======== Supplied entries

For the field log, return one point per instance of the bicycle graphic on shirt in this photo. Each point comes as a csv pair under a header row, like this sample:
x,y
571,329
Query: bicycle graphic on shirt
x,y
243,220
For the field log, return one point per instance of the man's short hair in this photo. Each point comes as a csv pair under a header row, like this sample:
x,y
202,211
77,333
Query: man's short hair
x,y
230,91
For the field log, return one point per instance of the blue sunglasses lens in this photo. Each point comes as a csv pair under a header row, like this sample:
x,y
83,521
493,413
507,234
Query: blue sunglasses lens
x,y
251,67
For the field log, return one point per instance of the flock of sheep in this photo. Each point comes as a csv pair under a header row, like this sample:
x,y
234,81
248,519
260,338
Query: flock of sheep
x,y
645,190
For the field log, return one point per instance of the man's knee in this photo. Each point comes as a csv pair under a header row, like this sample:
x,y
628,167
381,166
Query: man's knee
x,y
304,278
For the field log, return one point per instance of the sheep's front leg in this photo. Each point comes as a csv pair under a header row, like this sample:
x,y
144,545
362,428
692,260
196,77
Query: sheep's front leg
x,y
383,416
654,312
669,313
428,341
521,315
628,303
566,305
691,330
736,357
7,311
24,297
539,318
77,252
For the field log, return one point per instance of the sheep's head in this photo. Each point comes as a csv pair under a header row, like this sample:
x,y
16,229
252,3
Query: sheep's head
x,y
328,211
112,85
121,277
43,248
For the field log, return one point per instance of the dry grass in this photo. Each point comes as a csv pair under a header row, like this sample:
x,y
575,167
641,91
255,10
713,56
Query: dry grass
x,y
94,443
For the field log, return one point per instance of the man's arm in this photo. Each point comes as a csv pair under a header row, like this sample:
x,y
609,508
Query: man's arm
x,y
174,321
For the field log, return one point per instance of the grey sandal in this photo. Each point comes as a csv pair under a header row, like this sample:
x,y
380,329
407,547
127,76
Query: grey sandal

================

Write out the whole listing above, keeping each line exactly as it is.

For the field log, return one point per instance of the bicycle graphic on shirt in this photo. Each point comes as a csv pair under a header row, like this sample:
x,y
571,329
Query: bicycle graphic on shirt
x,y
243,220
For the field log, return one point per instance of the man's short hair in this photo. Each point comes as a csv pair under a header row, like this sample:
x,y
202,211
77,333
Query: man's short hair
x,y
230,91
For the field log, return one point per instance of the blue sunglasses lens in this photo. Each point comes as a csv pair under a header row, like this sample:
x,y
83,521
493,413
507,234
Query: blue sunglasses lens
x,y
251,67
For the field log, return one point per instance of the flock of sheep in this photo. Each point comes as a csv pair under a header row, like this sample:
x,y
234,81
248,519
260,338
Query: flock of sheep
x,y
645,190
For the field log, return one point per instance of the man's knee in this photo. Each point comes as a csv pair under a header row, like this sample:
x,y
628,167
381,166
Query: man's knee
x,y
304,278
For the field log, return one point per instance of the sheep's front leg in this photo. Each point comes as a csv pair under a header row, like this sample:
x,y
144,545
362,428
692,260
196,77
Query: sheep's front leg
x,y
383,416
654,312
669,313
428,341
521,315
628,303
566,305
691,330
736,357
7,311
24,297
539,318
77,252
For the field log, return one point per instance of the sheep's head in this photo. Each point comes as a csv pair under a header row, like this sample:
x,y
16,229
252,3
Query: sheep's head
x,y
328,211
112,85
121,277
43,248
For the field log, return one point per instance of the dry grass in this photo. Each point comes as a csv pair under a header row, like this sample:
x,y
575,167
641,91
255,10
713,56
Query: dry grass
x,y
94,443
For the field log, return one point per instance of the man's arm in this photo. Each point comes as a csv pair under a header row, like this sample:
x,y
609,508
Query: man's arm
x,y
174,321
For the field log, return one point per instance of the grey sandal in this photo. Each point comes as a csv pair under a header row, like this sample:
x,y
380,329
407,547
127,76
Query: grey sandal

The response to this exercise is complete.